----- Extracted data -----

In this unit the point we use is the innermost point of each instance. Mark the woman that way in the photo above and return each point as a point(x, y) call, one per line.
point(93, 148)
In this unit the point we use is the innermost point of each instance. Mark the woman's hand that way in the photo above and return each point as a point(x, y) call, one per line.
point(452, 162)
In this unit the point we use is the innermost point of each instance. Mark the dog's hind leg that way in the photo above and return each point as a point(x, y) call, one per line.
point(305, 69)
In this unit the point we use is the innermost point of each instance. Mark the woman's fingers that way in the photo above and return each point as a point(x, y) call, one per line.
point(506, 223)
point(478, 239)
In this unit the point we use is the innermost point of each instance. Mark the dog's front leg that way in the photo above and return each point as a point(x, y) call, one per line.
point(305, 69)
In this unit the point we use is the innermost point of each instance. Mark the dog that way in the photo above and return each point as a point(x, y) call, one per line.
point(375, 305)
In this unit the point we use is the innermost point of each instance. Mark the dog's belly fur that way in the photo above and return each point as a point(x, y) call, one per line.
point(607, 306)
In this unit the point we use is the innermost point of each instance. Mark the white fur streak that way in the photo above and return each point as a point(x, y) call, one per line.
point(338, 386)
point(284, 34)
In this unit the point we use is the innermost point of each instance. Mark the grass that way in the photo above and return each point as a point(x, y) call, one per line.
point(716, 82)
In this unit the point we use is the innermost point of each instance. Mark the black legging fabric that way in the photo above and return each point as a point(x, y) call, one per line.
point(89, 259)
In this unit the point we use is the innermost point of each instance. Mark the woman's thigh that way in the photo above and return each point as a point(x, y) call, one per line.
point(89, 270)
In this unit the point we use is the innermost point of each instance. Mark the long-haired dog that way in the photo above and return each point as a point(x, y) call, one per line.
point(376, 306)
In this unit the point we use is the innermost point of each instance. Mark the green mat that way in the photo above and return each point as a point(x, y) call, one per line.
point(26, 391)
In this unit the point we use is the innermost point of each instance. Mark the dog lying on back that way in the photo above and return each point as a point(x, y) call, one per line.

-----

Work instruction: Repeat the material above exactly, including every line.

Task solution:
In this unit the point we use is the innermost point of each instance. Mark the woman that way in the photo above and return each point as a point(x, y) call, one per line.
point(93, 148)
In this unit the point we use is the innermost point of each instance. Mark the woman's hand that way in the photo above and return each point as a point(x, y) call, one per line.
point(452, 162)
In this unit the point we use is the innermost point of each instance. Mark the dog's hind leg that way in the photo above and return each point as a point(x, y) call, one per line.
point(305, 69)
In this unit the point we use is the innermost point of each instance. Mark the woman's fingers that way in the photo above and return each point as a point(x, y) call, one per line.
point(506, 223)
point(478, 239)
In this unit the point we use is the innermost point of each instance. Mark the dog's front leg that way in the photo above and return each point as a point(x, y) call, one per line.
point(305, 69)
In this unit the point we use is the innermost point of each instance. Mark the dog that way in the photo above and return each point as a point(x, y) call, one per line.
point(375, 305)
In this unit the point we use is the innermost point of each instance. Mark the dog's belly fur that way in the photo above and return each point as a point(x, y) call, one per line.
point(607, 306)
In this unit the point we use is the innermost point of each instance. Mark the white fur streak that way in the photo above and return each point as a point(x, y) call, one per line.
point(338, 386)
point(284, 34)
In this unit the point we use is the innermost point of each instance. Mark the grass that way in the photo above and return each point as a point(x, y) call, one per line.
point(716, 82)
In this unit the point we use is the innermost point of each instance. Mark the black legging fabric that way in the photo above and return each point as a point(x, y) call, one per line.
point(89, 259)
In this unit the point we use is the innermost point of each instance. Mark the woman's thigh that way in the photo above and return each point as a point(x, y) call, one per line.
point(89, 270)
In this unit the point we use is the innermost point of each instance. Mark the long-haired dog that way in the photo above and return each point as a point(x, y) call, one per line.
point(376, 306)
In this unit the point we use is the innermost point of each instance. Mark the green mat that way in the photo above and return each point as a point(x, y) call, one per line.
point(26, 391)
In this unit the point we use is the innermost point of each instance. Mark the dog lying on back that way in the photo above and return each point as a point(x, y) call, one per line.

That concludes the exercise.